Do this:
Repeat exactly each line of the data provided below.

Data items:
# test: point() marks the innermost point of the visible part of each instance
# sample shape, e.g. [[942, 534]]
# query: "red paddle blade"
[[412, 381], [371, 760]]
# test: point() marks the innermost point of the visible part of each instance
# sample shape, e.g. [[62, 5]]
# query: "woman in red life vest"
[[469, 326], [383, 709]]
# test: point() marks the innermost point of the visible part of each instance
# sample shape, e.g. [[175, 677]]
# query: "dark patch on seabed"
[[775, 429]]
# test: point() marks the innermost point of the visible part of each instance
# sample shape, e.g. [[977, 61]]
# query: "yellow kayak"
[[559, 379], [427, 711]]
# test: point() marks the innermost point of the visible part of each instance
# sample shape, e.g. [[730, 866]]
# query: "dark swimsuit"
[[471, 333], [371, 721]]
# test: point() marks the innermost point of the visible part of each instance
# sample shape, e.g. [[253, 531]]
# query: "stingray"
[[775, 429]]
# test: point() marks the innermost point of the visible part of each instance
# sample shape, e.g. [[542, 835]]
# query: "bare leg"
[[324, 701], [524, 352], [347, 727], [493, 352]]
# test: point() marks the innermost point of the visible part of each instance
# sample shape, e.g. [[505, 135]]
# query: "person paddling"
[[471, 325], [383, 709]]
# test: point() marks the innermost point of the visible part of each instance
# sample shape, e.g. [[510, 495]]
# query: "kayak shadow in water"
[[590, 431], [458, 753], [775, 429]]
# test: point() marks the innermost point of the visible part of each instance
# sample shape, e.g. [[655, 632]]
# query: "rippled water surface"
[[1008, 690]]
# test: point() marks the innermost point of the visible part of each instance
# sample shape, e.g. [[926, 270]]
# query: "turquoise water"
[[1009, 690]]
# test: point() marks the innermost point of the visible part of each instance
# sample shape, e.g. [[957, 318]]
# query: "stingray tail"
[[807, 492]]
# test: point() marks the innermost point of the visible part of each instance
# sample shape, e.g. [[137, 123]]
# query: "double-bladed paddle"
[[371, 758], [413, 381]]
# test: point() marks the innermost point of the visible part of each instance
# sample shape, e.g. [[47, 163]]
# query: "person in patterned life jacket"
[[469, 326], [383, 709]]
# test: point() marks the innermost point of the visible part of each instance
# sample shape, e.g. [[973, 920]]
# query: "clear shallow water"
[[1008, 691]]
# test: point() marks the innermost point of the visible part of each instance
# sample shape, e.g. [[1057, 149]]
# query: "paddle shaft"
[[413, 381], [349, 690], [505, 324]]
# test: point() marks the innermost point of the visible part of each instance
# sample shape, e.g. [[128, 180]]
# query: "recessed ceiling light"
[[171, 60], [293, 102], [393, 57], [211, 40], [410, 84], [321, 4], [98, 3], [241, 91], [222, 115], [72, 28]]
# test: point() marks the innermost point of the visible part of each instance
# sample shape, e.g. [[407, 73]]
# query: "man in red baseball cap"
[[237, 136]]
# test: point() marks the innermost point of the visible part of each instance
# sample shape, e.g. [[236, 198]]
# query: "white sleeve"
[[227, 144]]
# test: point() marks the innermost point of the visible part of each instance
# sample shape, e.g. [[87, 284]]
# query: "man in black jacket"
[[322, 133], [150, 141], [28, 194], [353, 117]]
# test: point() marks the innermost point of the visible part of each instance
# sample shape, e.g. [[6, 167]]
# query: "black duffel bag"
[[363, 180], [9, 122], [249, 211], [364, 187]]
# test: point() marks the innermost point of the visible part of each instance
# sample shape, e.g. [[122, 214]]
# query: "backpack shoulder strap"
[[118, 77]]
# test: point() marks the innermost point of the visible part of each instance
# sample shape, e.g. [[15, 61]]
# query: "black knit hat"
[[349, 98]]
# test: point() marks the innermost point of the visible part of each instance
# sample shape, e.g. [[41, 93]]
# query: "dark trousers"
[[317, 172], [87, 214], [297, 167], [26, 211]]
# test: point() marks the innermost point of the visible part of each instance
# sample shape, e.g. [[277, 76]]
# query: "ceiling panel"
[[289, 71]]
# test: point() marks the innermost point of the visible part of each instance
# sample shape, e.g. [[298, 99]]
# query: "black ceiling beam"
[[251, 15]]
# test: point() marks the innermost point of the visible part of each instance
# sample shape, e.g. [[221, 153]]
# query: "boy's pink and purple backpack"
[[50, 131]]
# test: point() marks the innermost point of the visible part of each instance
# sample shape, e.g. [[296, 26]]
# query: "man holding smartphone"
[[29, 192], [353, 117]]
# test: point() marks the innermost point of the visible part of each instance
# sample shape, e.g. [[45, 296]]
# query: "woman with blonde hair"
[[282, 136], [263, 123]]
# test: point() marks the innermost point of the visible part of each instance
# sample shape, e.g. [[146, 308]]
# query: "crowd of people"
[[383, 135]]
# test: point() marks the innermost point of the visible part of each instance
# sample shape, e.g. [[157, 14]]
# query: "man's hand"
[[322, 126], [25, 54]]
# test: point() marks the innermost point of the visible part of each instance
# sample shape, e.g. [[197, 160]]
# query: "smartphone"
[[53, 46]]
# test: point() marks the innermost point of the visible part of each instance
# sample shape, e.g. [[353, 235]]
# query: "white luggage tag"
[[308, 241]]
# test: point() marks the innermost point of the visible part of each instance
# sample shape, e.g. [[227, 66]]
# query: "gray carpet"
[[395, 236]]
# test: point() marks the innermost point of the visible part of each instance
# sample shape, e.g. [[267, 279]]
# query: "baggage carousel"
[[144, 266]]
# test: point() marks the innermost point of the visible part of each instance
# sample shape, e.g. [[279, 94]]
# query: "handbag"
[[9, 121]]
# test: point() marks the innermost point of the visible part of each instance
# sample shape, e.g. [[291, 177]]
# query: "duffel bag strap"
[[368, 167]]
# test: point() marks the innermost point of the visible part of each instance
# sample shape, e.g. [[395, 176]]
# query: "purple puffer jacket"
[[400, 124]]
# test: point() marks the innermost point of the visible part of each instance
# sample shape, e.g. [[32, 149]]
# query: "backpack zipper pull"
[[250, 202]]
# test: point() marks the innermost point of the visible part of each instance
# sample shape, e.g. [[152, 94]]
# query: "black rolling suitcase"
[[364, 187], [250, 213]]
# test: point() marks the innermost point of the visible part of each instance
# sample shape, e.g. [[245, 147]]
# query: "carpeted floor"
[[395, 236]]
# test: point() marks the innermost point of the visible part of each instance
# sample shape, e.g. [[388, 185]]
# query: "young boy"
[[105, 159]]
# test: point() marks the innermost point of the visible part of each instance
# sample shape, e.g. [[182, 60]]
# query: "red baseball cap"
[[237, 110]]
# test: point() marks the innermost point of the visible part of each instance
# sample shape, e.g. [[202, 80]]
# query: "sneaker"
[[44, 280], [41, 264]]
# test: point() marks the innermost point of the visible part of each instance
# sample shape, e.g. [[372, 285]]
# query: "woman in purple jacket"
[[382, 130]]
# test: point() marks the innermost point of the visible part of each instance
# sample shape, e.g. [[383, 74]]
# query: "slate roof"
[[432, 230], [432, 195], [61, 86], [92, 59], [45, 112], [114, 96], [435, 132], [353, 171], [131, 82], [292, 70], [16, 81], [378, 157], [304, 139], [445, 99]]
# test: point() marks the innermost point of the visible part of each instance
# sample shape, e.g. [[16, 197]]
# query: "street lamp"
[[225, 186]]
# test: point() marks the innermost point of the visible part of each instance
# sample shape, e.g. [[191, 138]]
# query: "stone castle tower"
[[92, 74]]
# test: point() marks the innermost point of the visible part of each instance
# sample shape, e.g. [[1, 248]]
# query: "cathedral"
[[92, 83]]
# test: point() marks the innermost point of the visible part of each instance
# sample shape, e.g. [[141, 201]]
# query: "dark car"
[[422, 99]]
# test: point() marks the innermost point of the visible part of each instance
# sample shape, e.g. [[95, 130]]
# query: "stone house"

Expected output:
# test: point() marks the innermost point of the visible part of each instance
# sample shape, e.g. [[942, 534]]
# query: "red paddle blade"
[[412, 381], [371, 760]]
# test: point() marks the innermost point of the visible part of each instance
# sample shape, e.g. [[62, 5]]
# query: "woman in red life vest"
[[469, 326], [383, 709]]
# test: point() marks the innermost point of the visible part of each instance
# sample shape, e.g. [[175, 677]]
# query: "dark patch on seabed"
[[775, 429]]
# test: point() marks the innermost point of the visible part of each instance
# sample shape, e.g. [[977, 61]]
# query: "yellow kayak"
[[559, 379], [427, 711]]
# test: point() marks the innermost point of the visible part of each instance
# sample shape, e.g. [[730, 866]]
# query: "dark swimsuit"
[[471, 333], [371, 721]]
# test: point() marks the innermost point of the visible part of each instance
# sample shape, e.g. [[253, 531]]
# query: "stingray"
[[775, 429]]
# test: point() marks the innermost point of the visible part of each instance
# sample shape, e.g. [[542, 835]]
# query: "bare leg"
[[324, 701], [524, 352], [347, 727], [493, 352]]
# test: point() marks the innermost point of the visible part of each instance
# sample shape, e.g. [[505, 135]]
# query: "person paddling"
[[471, 325], [383, 709]]
# test: point() marks the innermost point of the visible part of each instance
# sample shape, e.g. [[510, 495]]
# query: "kayak shadow in water"
[[590, 431], [458, 753], [775, 429]]
# test: point() marks the innermost point of the visible part of each instance
# sample shape, e.g. [[655, 632]]
# query: "rippled water surface"
[[1008, 690]]
# test: point() marks the innermost point of the visible part of each instance
# sample shape, e.g. [[926, 270]]
# query: "turquoise water"
[[1009, 690]]
# test: point() marks the innermost point of the visible part of each instance
# sample shape, e.g. [[957, 318]]
# query: "stingray tail"
[[807, 492]]
# test: point() marks the innermost point of the visible part of each instance
# sample shape, e.g. [[137, 123]]
# query: "double-bladed paddle"
[[371, 758], [413, 381]]
# test: point() marks the innermost point of the visible part of each instance
# sample shape, e.g. [[47, 163]]
# query: "person in patterned life jacket"
[[469, 326], [383, 709]]
# test: point() marks the innermost point of the visible part of each instance
# sample shape, e.g. [[973, 920]]
# query: "clear shallow water"
[[1008, 691]]
# test: point() marks the innermost point of the visible part of each instance
# sample shape, e.g. [[1057, 149]]
# query: "paddle shaft"
[[413, 381], [349, 690], [505, 324]]
# test: point() marks the innermost point of the visible part of each instance
# sample shape, e.g. [[128, 180]]
# query: "recessed ceiling light"
[[171, 60], [293, 102], [393, 57], [211, 40], [410, 84], [321, 4], [98, 3], [241, 91], [222, 115], [72, 28]]
# test: point() marks the innermost point of the visible part of each instance
# sample shape, e.g. [[407, 73]]
# query: "man in red baseball cap"
[[237, 136]]
# test: point() marks the innermost point of the visible part of each instance
# sample shape, e.g. [[236, 198]]
# query: "white sleeve"
[[227, 144]]
# test: point() marks the innermost point of the visible part of each instance
# sample shape, e.g. [[87, 284]]
# query: "man in black jacket"
[[322, 133], [150, 141], [28, 194], [353, 117]]
# test: point() marks the innermost point of the visible part of each instance
# sample shape, e.g. [[6, 167]]
# query: "black duffel bag"
[[363, 180], [9, 122], [249, 211], [364, 187]]
# test: point() marks the innermost point of the visible part of each instance
# sample shape, e.g. [[122, 214]]
# query: "backpack shoulder strap"
[[118, 77]]
# test: point() marks the innermost point of the visible part of each instance
# sample shape, e.g. [[15, 61]]
# query: "black knit hat"
[[349, 98]]
# test: point() marks the innermost point of the visible part of each instance
# sample shape, e.g. [[41, 93]]
# query: "dark trousers"
[[317, 172], [87, 214], [297, 167], [26, 211]]
# test: point() marks the innermost point of the visible part of each instance
# sample shape, e.g. [[277, 76]]
# query: "ceiling panel"
[[289, 71]]
# test: point() marks the innermost point of the visible part of each instance
# sample shape, e.g. [[298, 99]]
# query: "black ceiling beam"
[[251, 15]]
# test: point() marks the innermost point of the visible part of each instance
# sample shape, e.g. [[221, 153]]
# query: "boy's pink and purple backpack"
[[50, 131]]
# test: point() marks the innermost point of the visible part of each instance
# sample shape, e.g. [[296, 26]]
# query: "man holding smartphone"
[[29, 192], [353, 117]]
# test: point() marks the innermost point of the visible part of each instance
# sample shape, e.g. [[45, 296]]
# query: "woman with blonde hair"
[[282, 136], [263, 123]]
# test: point() marks the innermost point of the visible part of each instance
# sample shape, e.g. [[146, 308]]
# query: "crowd of people"
[[383, 135]]
# test: point() marks the innermost point of the visible part of each instance
# sample shape, e.g. [[157, 14]]
# query: "man's hand"
[[322, 126], [25, 54]]
# test: point() marks the innermost point of the visible part of each instance
# sample shape, e.g. [[197, 160]]
# query: "smartphone"
[[53, 46]]
# test: point() marks the innermost point of the visible part of each instance
# sample shape, e.g. [[353, 235]]
# query: "white luggage tag"
[[308, 241]]
# test: point() marks the innermost point of the visible part of each instance
# sample shape, e.g. [[227, 66]]
# query: "gray carpet"
[[395, 236]]
# test: point() marks the innermost point of the visible part of each instance
# sample shape, e.g. [[267, 279]]
# query: "baggage carousel"
[[144, 266]]
# test: point() marks the innermost point of the visible part of each instance
# sample shape, e.g. [[279, 94]]
# query: "handbag"
[[9, 121]]
# test: point() marks the innermost point of the visible part of each instance
# sample shape, e.g. [[291, 177]]
# query: "duffel bag strap"
[[368, 167]]
# test: point() marks the innermost point of the visible part of each instance
# sample shape, e.g. [[395, 176]]
# query: "purple puffer jacket"
[[400, 124]]
# test: point() marks the innermost point of the visible part of each instance
# sample shape, e.g. [[32, 149]]
# query: "backpack zipper pull"
[[250, 202]]
# test: point() marks the innermost point of the visible part of each instance
# sample shape, e.g. [[152, 94]]
# query: "black rolling suitcase"
[[364, 187], [250, 213]]
# test: point() marks the innermost point of the visible part of each instance
# sample shape, e.g. [[245, 147]]
# query: "carpeted floor"
[[395, 236]]
# test: point() marks the innermost point of the visible part of each instance
# sample shape, e.g. [[388, 185]]
# query: "young boy"
[[105, 159]]
# test: point() marks the innermost point of the visible part of each instance
# sample shape, e.g. [[182, 60]]
# query: "red baseball cap"
[[237, 110]]
# test: point() marks the innermost point of the visible part of each instance
# sample shape, e.g. [[202, 80]]
# query: "sneaker"
[[44, 280], [41, 264]]
# test: point() marks the innermost point of the visible part of each instance
# sample shape, e.g. [[372, 285]]
# query: "woman in purple jacket"
[[382, 130]]
# test: point() marks the innermost point of the visible part of each instance
# sample shape, e.g. [[383, 74]]
# query: "slate roof"
[[432, 230], [432, 195], [61, 86], [92, 59], [45, 112], [114, 96], [435, 132], [353, 171], [131, 82], [292, 70], [16, 81], [378, 157], [304, 139], [445, 99]]
# test: point() marks the innermost point of the visible part of each instance
# sample shape, e.g. [[16, 197]]
# query: "street lamp"
[[225, 186]]
# test: point() marks the innermost point of the visible part of each instance
# sample shape, e.g. [[191, 138]]
# query: "stone castle tower"
[[92, 74]]
# test: point() marks the innermost point of the visible part of each instance
# sample shape, e.g. [[1, 248]]
# query: "cathedral"
[[92, 83]]
# test: point() marks the innermost point of the visible part of each instance
# sample shape, e.g. [[141, 201]]
# query: "dark car"
[[422, 99]]
# test: point() marks the innermost point of the visible part of each instance
# sample shape, e.g. [[95, 130]]
# query: "stone house"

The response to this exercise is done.